▸ **Exercise**:
Pull out every line below that contains the word "queried" and copy each one unchanged.

▸ **Dataset content**:
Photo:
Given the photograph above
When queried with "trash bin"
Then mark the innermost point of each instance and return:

==

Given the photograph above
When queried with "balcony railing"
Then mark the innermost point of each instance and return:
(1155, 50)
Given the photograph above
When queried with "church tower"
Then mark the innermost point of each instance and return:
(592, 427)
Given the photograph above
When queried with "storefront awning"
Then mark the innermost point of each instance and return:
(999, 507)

---

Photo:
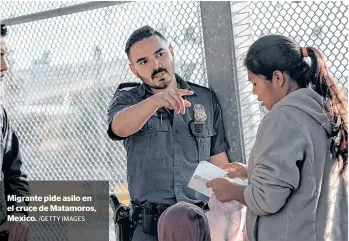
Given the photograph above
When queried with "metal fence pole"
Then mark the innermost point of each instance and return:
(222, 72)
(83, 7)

▸ **Answer for the task**:
When queried with "trash bin"
When queried with "balcony railing"
When queried with "church tower"
When queried with "storefront awning"
When queried with "metal fence pole"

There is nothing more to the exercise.